====== Text ======

Passive energy design
The house is designed with a small footprint with modest-sized rooms developed to preserve landscaped areas and promote and maintain the green and leafy suburb whilst configuring family living to an intimate scale. This generates good solar access to all areas of the house and effective cross-flow ventilation. Living areas hold a north-eastern outlook to landscaped areas and street while service areas and minimal glazing protect the south-west elevations.

Materials
The ground level has a clear-sealed structural concrete slab. The main volumes are highly insulated, lightweight of mainly timberframed construction. The interiors feature expressed laminated timber purlins, CD plywood and plasterboard sheet lining to the upper floor. The lower floor is predominantly lined in birch plywood and compressed fibre cement sheet with limited areas of plasterboard. Paints are low-VOC. An oil finish is used for all joinery. External finishes include clear sealed compressed cement sheet cladding and battens as well as galvanised steel flat sheet. The carport is clad in hardwood timber battens. Concealed Lysaght “Klip-lok” in Zincalume roof sheet is fixed to all roof areas. Soffits have exposed LVL structural members finished with Osmo raw oil.

Flooring
The ground floor, seats and edge beams are sealed concrete. The upper floor and stairs are 100 per cent wool carpet with underlay on FSC 18-millimetre plywood sheet flooring. Thermal and acoustic insulation is provided in floors separating living levels.

Ceilings
The upper storey and living room ceilings have exposed LVL structural members with CD structural plywood lining over and finished with Osmo raw oil. A cavity is created for roof batt insulation over.

Glazing
AWS windows and doors have natural anodised aluminium frames with single clear glazing controlled through effective passive shading during summer. Glazing is restricted predominantly to the north-east and north-west.

====== Dataset extract ======

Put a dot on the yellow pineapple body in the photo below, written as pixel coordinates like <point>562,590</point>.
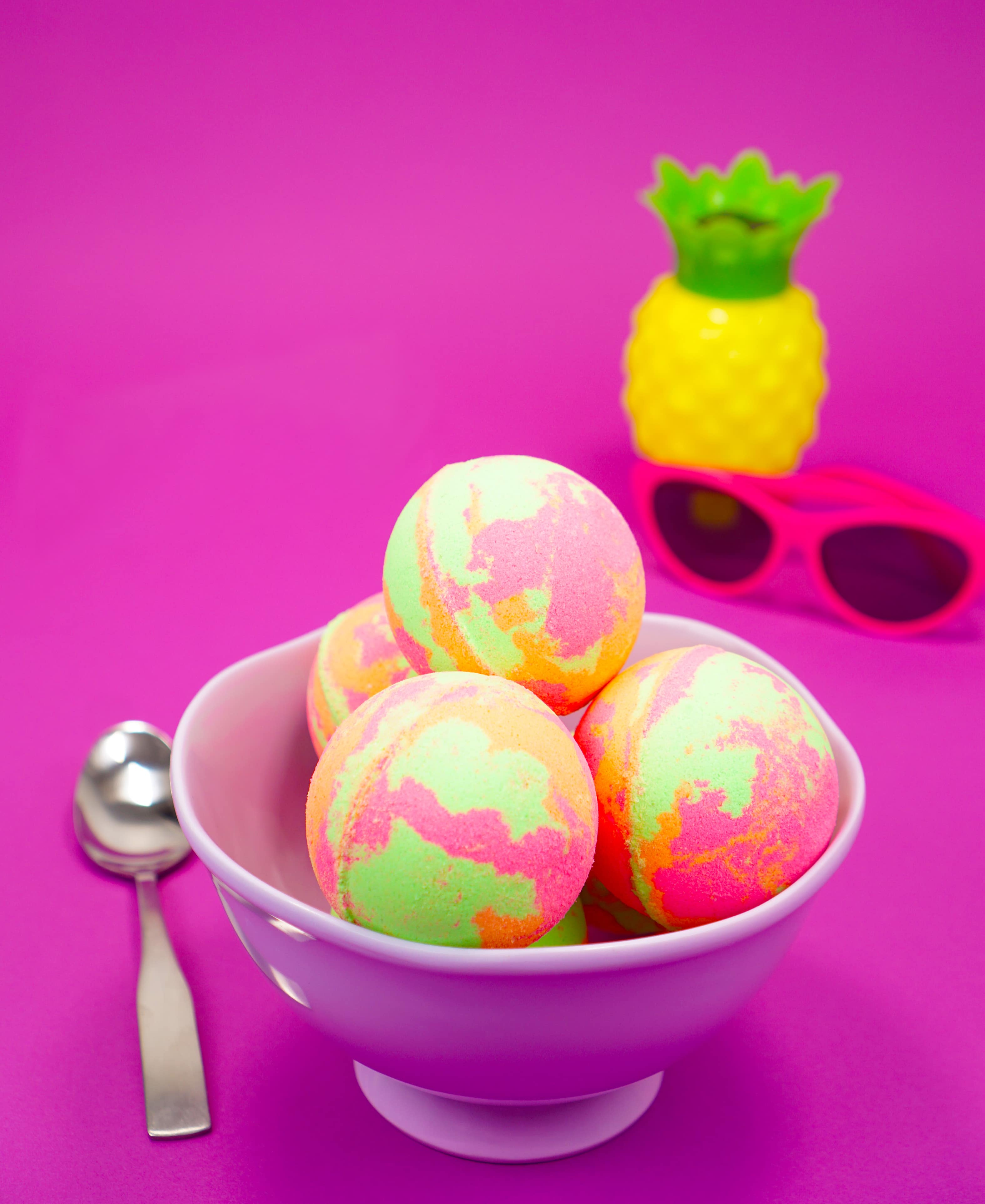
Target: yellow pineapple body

======

**Challenge 1:** From the house description, quote the stretch from "Passive energy design" through "the south-west elevations.".
**Challenge 2:** For each statement, say yes or no according to the house description, and quote the words that decide it: (a) The carport is clad in hardwood timber battens. (b) The windows and doors have double glazing. (c) The upper floor is sealed concrete.

**Exercise result 1:**
Passive energy design
The house is designed with a small footprint with modest-sized rooms developed to preserve landscaped areas and promote and maintain the green and leafy suburb whilst configuring family living to an intimate scale. This generates good solar access to all areas of the house and effective cross-flow ventilation. Living areas hold a north-eastern outlook to landscaped areas and street while service areas and minimal glazing protect the south-west elevations.

**Exercise result 2:**
(a) Yes: "The carport is clad in hardwood timber battens."
(b) No: "single clear glazing"
(c) No: "The upper floor and stairs are 100 per cent wool carpet"